- AUFGABEN
A: Gib den Kommentar zum EU-Gipfel von „Börsen-Zeitung: Deutschland - Italien“ bis einschließlich „ganzer Linie durchgesetzt.“ wieder und ersetze dabei „Brüssel“ durch „Luxemburg“.
B: Übersetze diesen Satz aus dem Kommentar zum EU-Gipfel ins Englische: „Nach dem EU-Gipfel mag sich der Eindruck einstellen, die Südländer - und allen voran die Italiener - hätten beim nächtlichen Poker in Brüssel einen Kantersieg gegen Deutschland eingefahren.“
C: Schreib den Kommentar zum EU-Gipfel im Anschluss an seinen letzten Satz weiter.

- ZU PRÜFENDER TEXT

'''

Börsen-Zeitung: Deutschland - Italien 1:2, Kommentar zum EU-Gipfel, von Detlef Fechtner.
Frankfurt (ots)
Nach dem EU-Gipfel mag sich der Eindruck einstellen, die Südländer - und allen voran die Italiener - hätten beim nächtlichen Poker in Brüssel einen Kantersieg gegen Deutschland eingefahren. Direkthilfen für Banken, einfacherer Zugang zum Rettungsschirm, Abschied vom bevorzugten Gläubigerstatus des ESM - das klingt gerade so, als habe sich der "Club Med" auf ganzer Linie durchgesetzt.

'''

- Datensatzeinträge

'''

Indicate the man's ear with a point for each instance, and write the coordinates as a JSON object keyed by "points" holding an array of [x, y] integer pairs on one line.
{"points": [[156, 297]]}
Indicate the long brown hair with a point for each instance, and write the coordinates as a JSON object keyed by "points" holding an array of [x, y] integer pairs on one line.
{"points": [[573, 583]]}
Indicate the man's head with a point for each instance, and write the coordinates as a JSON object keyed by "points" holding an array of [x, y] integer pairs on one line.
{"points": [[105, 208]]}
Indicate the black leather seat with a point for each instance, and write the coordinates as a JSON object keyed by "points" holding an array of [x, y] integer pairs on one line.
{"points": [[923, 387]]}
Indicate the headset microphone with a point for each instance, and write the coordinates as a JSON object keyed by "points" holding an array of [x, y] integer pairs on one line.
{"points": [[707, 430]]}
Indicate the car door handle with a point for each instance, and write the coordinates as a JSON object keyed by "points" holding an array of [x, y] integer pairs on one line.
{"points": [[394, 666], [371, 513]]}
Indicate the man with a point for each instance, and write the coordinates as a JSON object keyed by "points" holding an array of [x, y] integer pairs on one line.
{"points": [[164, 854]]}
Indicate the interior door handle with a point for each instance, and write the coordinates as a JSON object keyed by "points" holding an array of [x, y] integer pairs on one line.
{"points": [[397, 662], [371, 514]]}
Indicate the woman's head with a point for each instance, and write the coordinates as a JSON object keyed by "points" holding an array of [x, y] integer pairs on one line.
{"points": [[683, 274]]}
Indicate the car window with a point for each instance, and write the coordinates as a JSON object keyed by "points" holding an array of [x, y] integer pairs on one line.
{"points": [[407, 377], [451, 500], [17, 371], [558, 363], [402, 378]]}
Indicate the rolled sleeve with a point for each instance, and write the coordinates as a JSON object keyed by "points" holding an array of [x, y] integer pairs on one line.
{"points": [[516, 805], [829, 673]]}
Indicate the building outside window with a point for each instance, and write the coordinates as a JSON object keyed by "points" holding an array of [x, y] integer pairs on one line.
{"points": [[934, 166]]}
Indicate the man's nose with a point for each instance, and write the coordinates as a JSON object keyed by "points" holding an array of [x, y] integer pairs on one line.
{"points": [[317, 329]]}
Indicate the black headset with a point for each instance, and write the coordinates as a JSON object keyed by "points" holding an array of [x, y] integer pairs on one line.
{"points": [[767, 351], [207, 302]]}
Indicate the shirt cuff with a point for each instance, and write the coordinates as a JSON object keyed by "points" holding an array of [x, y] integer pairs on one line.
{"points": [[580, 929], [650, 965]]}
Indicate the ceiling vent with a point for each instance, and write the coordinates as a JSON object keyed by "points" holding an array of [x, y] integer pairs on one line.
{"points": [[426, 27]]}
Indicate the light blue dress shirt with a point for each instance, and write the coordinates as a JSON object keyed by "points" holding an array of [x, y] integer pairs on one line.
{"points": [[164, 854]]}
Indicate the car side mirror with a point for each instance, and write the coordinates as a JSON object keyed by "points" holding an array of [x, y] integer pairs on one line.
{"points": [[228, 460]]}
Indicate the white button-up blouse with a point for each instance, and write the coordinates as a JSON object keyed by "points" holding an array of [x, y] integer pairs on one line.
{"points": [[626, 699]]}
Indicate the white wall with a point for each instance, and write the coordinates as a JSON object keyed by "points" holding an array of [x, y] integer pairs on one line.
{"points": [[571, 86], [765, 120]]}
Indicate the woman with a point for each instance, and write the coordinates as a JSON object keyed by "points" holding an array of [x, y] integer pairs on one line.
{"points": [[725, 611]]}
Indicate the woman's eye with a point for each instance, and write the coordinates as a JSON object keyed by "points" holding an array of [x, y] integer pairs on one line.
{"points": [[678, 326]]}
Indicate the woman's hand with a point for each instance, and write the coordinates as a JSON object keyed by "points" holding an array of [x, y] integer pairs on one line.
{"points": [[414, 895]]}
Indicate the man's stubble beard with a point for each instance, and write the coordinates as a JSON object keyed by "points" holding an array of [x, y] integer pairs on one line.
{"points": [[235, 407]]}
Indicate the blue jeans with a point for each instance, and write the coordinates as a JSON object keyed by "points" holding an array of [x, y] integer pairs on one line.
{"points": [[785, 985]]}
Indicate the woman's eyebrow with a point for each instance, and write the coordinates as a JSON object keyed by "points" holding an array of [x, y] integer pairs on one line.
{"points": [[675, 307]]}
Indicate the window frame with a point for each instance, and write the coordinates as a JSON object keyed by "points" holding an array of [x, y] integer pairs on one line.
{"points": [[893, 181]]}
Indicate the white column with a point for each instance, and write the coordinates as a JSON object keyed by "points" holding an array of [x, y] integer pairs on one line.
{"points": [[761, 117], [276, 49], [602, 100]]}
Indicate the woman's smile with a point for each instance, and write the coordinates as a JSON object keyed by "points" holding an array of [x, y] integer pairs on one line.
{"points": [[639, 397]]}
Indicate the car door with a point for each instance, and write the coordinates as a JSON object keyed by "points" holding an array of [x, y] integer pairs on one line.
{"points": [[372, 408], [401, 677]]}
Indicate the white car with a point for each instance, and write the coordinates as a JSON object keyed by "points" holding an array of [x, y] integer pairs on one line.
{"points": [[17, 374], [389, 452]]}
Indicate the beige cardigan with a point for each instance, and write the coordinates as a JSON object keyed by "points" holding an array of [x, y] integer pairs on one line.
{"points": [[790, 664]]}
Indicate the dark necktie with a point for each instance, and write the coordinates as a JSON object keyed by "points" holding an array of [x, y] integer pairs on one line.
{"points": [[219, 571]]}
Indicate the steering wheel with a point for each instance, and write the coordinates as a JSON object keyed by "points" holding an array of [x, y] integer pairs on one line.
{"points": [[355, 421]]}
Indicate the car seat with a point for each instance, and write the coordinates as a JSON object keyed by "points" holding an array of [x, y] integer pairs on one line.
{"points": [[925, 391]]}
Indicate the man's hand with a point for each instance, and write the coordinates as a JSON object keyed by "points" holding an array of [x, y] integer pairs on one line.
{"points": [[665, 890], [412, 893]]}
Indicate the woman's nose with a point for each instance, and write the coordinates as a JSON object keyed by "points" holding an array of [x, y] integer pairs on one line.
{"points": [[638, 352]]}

'''

- ERWARTETE ANTWORTEN
A:
Börsen-Zeitung: Deutschland - Italien 1:2, Kommentar zum EU-Gipfel, von Detlef Fechtner.
Frankfurt (ots)
Nach dem EU-Gipfel mag sich der Eindruck einstellen, die Südländer - und allen voran die Italiener - hätten beim nächtlichen Poker in Luxemburg einen Kantersieg gegen Deutschland eingefahren. Direkthilfen für Banken, einfacherer Zugang zum Rettungsschirm, Abschied vom bevorzugten Gläubigerstatus des ESM - das klingt gerade so, als habe sich der "Club Med" auf ganzer Linie durchgesetzt.

B: After the EU summit, the impression may arise that the southern countries - and above all the Italians - scored a landslide victory over Germany in the late-night poker game in Brussels.

C:
Diese Beurteilung ist freilich kurzsichtig - genau so wie Mahnrufe, Europa versinke endgültig in einer Schuldenunion, übertrieben sind. Zwei Überlegungen werden dabei ausgeblendet. Erstens sind längst nicht alle Wünsche des Südens erfüllt worden. So gibt es auch nach diesem EU-Gipfel keine Banklizenz für den ESM, keine an Zinsniveaus gekoppelte halbautomatischen Interventionen der EZB, keine gemeinsame Schuldenfinanzierung über Bonds oder Bills. Zweitens darf nicht übersehen werden, dass die hohen Risikoprämien italienischer und spanischer Anleihen nicht nur ein Problem für diese Länder darstellen, sondern auch für die Euro-Partner. Kanzlerin Angela Merkel, Finnlands Regierungschef Jyrki Katainen, der niederländische Premier Mark Rutte - sie alle haben ein ureigenes Interesse daran, dass sich die Politik ernsthaft um Signale bemüht, die helfen, dass die Partner im Süden nicht mit rekordhohen Spreads in die Sommerpause gehen müssen. Hätte der Norden alle Bitten Italiens abgewiesen, wäre das Risiko gestiegen, dass die dortigen Reformkräfte geschwächt werden. Insofern passen die ach so beliebten plakativen Schlagzeilen von der wegknickenden oder überrumpelten Kanzlerin nicht wirklich.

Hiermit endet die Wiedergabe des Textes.